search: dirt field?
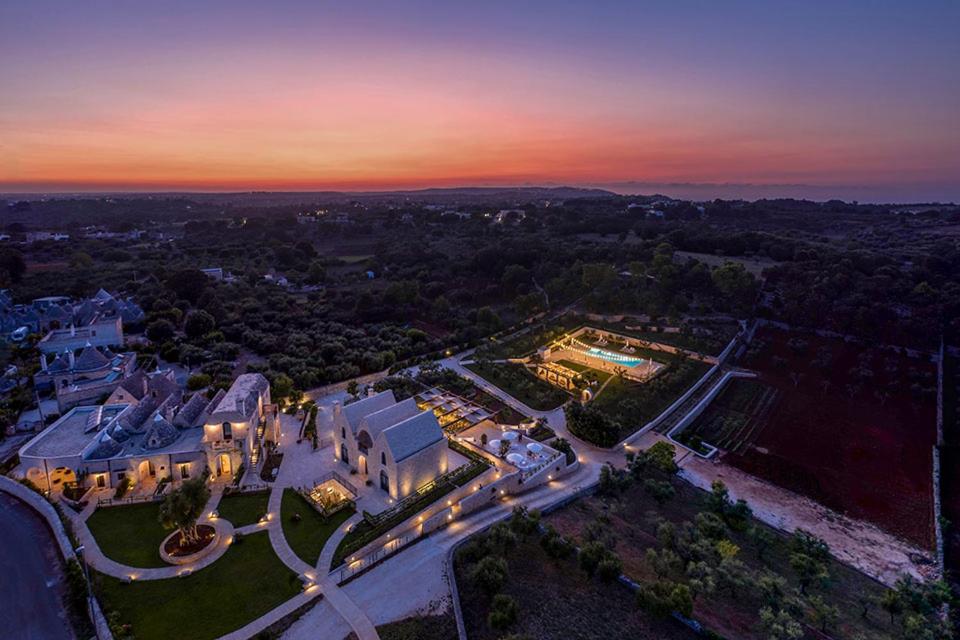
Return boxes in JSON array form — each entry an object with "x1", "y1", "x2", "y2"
[
  {"x1": 724, "y1": 329, "x2": 936, "y2": 549},
  {"x1": 546, "y1": 468, "x2": 898, "y2": 640}
]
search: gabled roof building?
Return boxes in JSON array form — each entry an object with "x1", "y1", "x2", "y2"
[{"x1": 331, "y1": 390, "x2": 449, "y2": 500}]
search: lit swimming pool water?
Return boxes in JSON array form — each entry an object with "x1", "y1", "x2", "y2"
[{"x1": 587, "y1": 347, "x2": 646, "y2": 367}]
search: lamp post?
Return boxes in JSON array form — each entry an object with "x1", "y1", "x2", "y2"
[{"x1": 75, "y1": 545, "x2": 93, "y2": 620}]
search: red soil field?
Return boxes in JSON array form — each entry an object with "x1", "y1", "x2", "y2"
[{"x1": 724, "y1": 328, "x2": 936, "y2": 549}]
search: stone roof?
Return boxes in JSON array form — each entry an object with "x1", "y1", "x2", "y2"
[
  {"x1": 359, "y1": 398, "x2": 420, "y2": 446},
  {"x1": 73, "y1": 342, "x2": 110, "y2": 371},
  {"x1": 383, "y1": 411, "x2": 443, "y2": 463},
  {"x1": 46, "y1": 353, "x2": 70, "y2": 373},
  {"x1": 120, "y1": 396, "x2": 160, "y2": 431},
  {"x1": 88, "y1": 431, "x2": 123, "y2": 458},
  {"x1": 173, "y1": 393, "x2": 210, "y2": 429},
  {"x1": 143, "y1": 413, "x2": 180, "y2": 449},
  {"x1": 211, "y1": 373, "x2": 270, "y2": 418},
  {"x1": 341, "y1": 389, "x2": 397, "y2": 433}
]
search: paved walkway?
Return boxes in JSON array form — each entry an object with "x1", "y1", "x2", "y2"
[
  {"x1": 317, "y1": 513, "x2": 363, "y2": 576},
  {"x1": 262, "y1": 412, "x2": 379, "y2": 640}
]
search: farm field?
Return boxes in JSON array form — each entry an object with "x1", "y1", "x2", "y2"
[
  {"x1": 724, "y1": 328, "x2": 936, "y2": 549},
  {"x1": 590, "y1": 358, "x2": 710, "y2": 438},
  {"x1": 675, "y1": 378, "x2": 779, "y2": 453}
]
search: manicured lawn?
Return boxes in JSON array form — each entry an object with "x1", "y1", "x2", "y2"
[
  {"x1": 96, "y1": 532, "x2": 301, "y2": 640},
  {"x1": 466, "y1": 363, "x2": 570, "y2": 411},
  {"x1": 280, "y1": 489, "x2": 354, "y2": 566},
  {"x1": 217, "y1": 491, "x2": 270, "y2": 527},
  {"x1": 87, "y1": 502, "x2": 172, "y2": 569}
]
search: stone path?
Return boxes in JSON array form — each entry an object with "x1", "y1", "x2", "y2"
[{"x1": 317, "y1": 513, "x2": 363, "y2": 576}]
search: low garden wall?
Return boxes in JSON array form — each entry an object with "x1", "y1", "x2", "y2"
[{"x1": 666, "y1": 371, "x2": 757, "y2": 458}]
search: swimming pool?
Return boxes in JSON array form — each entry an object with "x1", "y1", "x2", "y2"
[{"x1": 587, "y1": 347, "x2": 646, "y2": 367}]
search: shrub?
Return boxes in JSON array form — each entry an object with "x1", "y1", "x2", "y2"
[
  {"x1": 637, "y1": 580, "x2": 693, "y2": 617},
  {"x1": 113, "y1": 477, "x2": 130, "y2": 500},
  {"x1": 597, "y1": 552, "x2": 623, "y2": 582},
  {"x1": 470, "y1": 556, "x2": 508, "y2": 595},
  {"x1": 540, "y1": 525, "x2": 575, "y2": 560},
  {"x1": 487, "y1": 593, "x2": 520, "y2": 629}
]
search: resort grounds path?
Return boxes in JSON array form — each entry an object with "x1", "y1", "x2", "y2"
[{"x1": 264, "y1": 412, "x2": 379, "y2": 640}]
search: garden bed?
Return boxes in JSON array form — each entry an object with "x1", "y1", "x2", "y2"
[
  {"x1": 163, "y1": 524, "x2": 217, "y2": 558},
  {"x1": 87, "y1": 502, "x2": 170, "y2": 569},
  {"x1": 280, "y1": 489, "x2": 356, "y2": 567},
  {"x1": 465, "y1": 362, "x2": 570, "y2": 411},
  {"x1": 94, "y1": 532, "x2": 302, "y2": 640},
  {"x1": 217, "y1": 491, "x2": 270, "y2": 528}
]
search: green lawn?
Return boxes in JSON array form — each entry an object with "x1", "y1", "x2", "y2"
[
  {"x1": 87, "y1": 502, "x2": 172, "y2": 569},
  {"x1": 217, "y1": 491, "x2": 270, "y2": 527},
  {"x1": 280, "y1": 489, "x2": 355, "y2": 566},
  {"x1": 466, "y1": 363, "x2": 570, "y2": 411},
  {"x1": 95, "y1": 532, "x2": 301, "y2": 640}
]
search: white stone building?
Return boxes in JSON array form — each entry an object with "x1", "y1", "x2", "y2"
[
  {"x1": 332, "y1": 390, "x2": 449, "y2": 500},
  {"x1": 20, "y1": 373, "x2": 279, "y2": 490}
]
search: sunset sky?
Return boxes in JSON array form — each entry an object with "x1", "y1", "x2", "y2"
[{"x1": 0, "y1": 0, "x2": 960, "y2": 201}]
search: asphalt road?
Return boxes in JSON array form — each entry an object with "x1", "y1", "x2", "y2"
[{"x1": 0, "y1": 493, "x2": 75, "y2": 640}]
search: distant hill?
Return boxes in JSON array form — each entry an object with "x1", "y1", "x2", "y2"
[{"x1": 0, "y1": 187, "x2": 616, "y2": 206}]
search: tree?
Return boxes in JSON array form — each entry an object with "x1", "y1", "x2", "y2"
[
  {"x1": 790, "y1": 551, "x2": 830, "y2": 595},
  {"x1": 580, "y1": 540, "x2": 607, "y2": 577},
  {"x1": 643, "y1": 478, "x2": 676, "y2": 506},
  {"x1": 0, "y1": 249, "x2": 27, "y2": 286},
  {"x1": 760, "y1": 607, "x2": 803, "y2": 640},
  {"x1": 146, "y1": 320, "x2": 177, "y2": 344},
  {"x1": 160, "y1": 476, "x2": 210, "y2": 545},
  {"x1": 306, "y1": 260, "x2": 327, "y2": 284},
  {"x1": 164, "y1": 269, "x2": 212, "y2": 304},
  {"x1": 487, "y1": 593, "x2": 520, "y2": 629},
  {"x1": 880, "y1": 589, "x2": 903, "y2": 625},
  {"x1": 597, "y1": 463, "x2": 630, "y2": 498},
  {"x1": 750, "y1": 523, "x2": 775, "y2": 560},
  {"x1": 183, "y1": 309, "x2": 217, "y2": 338},
  {"x1": 641, "y1": 440, "x2": 680, "y2": 475},
  {"x1": 809, "y1": 596, "x2": 840, "y2": 633},
  {"x1": 187, "y1": 373, "x2": 211, "y2": 391},
  {"x1": 637, "y1": 580, "x2": 693, "y2": 617},
  {"x1": 470, "y1": 556, "x2": 508, "y2": 595}
]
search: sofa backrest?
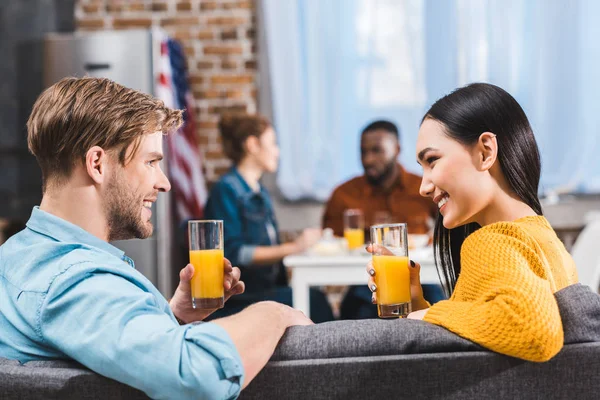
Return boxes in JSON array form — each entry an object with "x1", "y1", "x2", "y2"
[{"x1": 0, "y1": 358, "x2": 148, "y2": 400}]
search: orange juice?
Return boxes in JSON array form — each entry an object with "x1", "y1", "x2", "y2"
[
  {"x1": 190, "y1": 249, "x2": 224, "y2": 299},
  {"x1": 373, "y1": 255, "x2": 411, "y2": 305},
  {"x1": 344, "y1": 229, "x2": 365, "y2": 250}
]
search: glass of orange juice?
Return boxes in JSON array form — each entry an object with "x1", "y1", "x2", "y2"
[
  {"x1": 371, "y1": 224, "x2": 411, "y2": 318},
  {"x1": 188, "y1": 220, "x2": 225, "y2": 309},
  {"x1": 344, "y1": 208, "x2": 365, "y2": 251}
]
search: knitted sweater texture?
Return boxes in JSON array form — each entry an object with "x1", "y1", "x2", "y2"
[{"x1": 424, "y1": 216, "x2": 577, "y2": 362}]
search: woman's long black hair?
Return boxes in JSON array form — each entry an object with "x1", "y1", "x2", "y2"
[{"x1": 421, "y1": 83, "x2": 542, "y2": 296}]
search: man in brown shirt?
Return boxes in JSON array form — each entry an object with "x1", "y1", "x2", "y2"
[
  {"x1": 323, "y1": 120, "x2": 443, "y2": 319},
  {"x1": 323, "y1": 121, "x2": 438, "y2": 236}
]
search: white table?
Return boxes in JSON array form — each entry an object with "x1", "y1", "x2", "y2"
[{"x1": 283, "y1": 247, "x2": 440, "y2": 317}]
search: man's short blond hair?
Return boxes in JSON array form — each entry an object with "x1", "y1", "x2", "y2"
[{"x1": 27, "y1": 77, "x2": 183, "y2": 190}]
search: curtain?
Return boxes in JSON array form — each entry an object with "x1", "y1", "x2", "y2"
[{"x1": 261, "y1": 0, "x2": 600, "y2": 200}]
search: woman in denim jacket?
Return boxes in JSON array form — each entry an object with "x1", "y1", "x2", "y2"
[{"x1": 204, "y1": 114, "x2": 333, "y2": 322}]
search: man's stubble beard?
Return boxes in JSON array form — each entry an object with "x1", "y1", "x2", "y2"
[
  {"x1": 365, "y1": 160, "x2": 396, "y2": 186},
  {"x1": 105, "y1": 173, "x2": 153, "y2": 241}
]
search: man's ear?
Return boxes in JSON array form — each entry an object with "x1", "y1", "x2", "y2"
[
  {"x1": 476, "y1": 132, "x2": 498, "y2": 171},
  {"x1": 85, "y1": 146, "x2": 109, "y2": 184}
]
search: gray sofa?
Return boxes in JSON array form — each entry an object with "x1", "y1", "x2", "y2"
[{"x1": 0, "y1": 285, "x2": 600, "y2": 400}]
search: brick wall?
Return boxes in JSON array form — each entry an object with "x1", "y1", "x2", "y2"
[{"x1": 75, "y1": 0, "x2": 257, "y2": 182}]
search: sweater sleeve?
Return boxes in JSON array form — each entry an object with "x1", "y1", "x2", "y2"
[{"x1": 424, "y1": 231, "x2": 564, "y2": 362}]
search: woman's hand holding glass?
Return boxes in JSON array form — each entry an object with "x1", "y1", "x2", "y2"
[{"x1": 367, "y1": 245, "x2": 429, "y2": 312}]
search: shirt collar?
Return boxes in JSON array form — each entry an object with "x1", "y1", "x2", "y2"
[
  {"x1": 231, "y1": 167, "x2": 265, "y2": 194},
  {"x1": 363, "y1": 163, "x2": 406, "y2": 196},
  {"x1": 27, "y1": 206, "x2": 126, "y2": 263}
]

⁂

Task instructions
Copy out everything from the line containing "search: curtain?" down to the end of the entries, with both ends included.

Reply
search: curtain?
Return boxes in JSON array form — each entry an object with "x1", "y1", "x2", "y2"
[{"x1": 261, "y1": 0, "x2": 600, "y2": 200}]
search: woman in denim jacket?
Return boxes in JSON array form — each entry an object with "x1", "y1", "x2", "y2"
[{"x1": 204, "y1": 114, "x2": 333, "y2": 322}]
search: man's stubble beard?
Return boxes in JSON array form — each entry an object with "x1", "y1", "x2", "y2"
[
  {"x1": 365, "y1": 160, "x2": 396, "y2": 186},
  {"x1": 105, "y1": 173, "x2": 153, "y2": 241}
]
search: man's ear?
Return boxes in JSON array form — each entry an object with "x1", "y1", "x2", "y2"
[
  {"x1": 476, "y1": 132, "x2": 498, "y2": 171},
  {"x1": 85, "y1": 146, "x2": 109, "y2": 184}
]
search: gray sofa?
Return boxes in JSON array form — each entry an object with "x1", "y1", "x2", "y2"
[{"x1": 0, "y1": 285, "x2": 600, "y2": 400}]
search: brick wall?
Return boxes in JSON array form — each entry an object with "x1", "y1", "x2", "y2"
[{"x1": 75, "y1": 0, "x2": 257, "y2": 182}]
search: sweater sleeve?
Return boxes in JSON array form — each entry an object with "x1", "y1", "x2", "y2"
[{"x1": 424, "y1": 231, "x2": 564, "y2": 362}]
search: woman's hand holding glass?
Return boxes in JSON array form — each entry an object with "x1", "y1", "x2", "y2"
[{"x1": 367, "y1": 245, "x2": 429, "y2": 312}]
search: shirt collar?
Return boxes in JSON array form — each entry an object with "x1", "y1", "x2", "y2"
[
  {"x1": 231, "y1": 167, "x2": 265, "y2": 194},
  {"x1": 363, "y1": 163, "x2": 406, "y2": 196},
  {"x1": 27, "y1": 206, "x2": 126, "y2": 263}
]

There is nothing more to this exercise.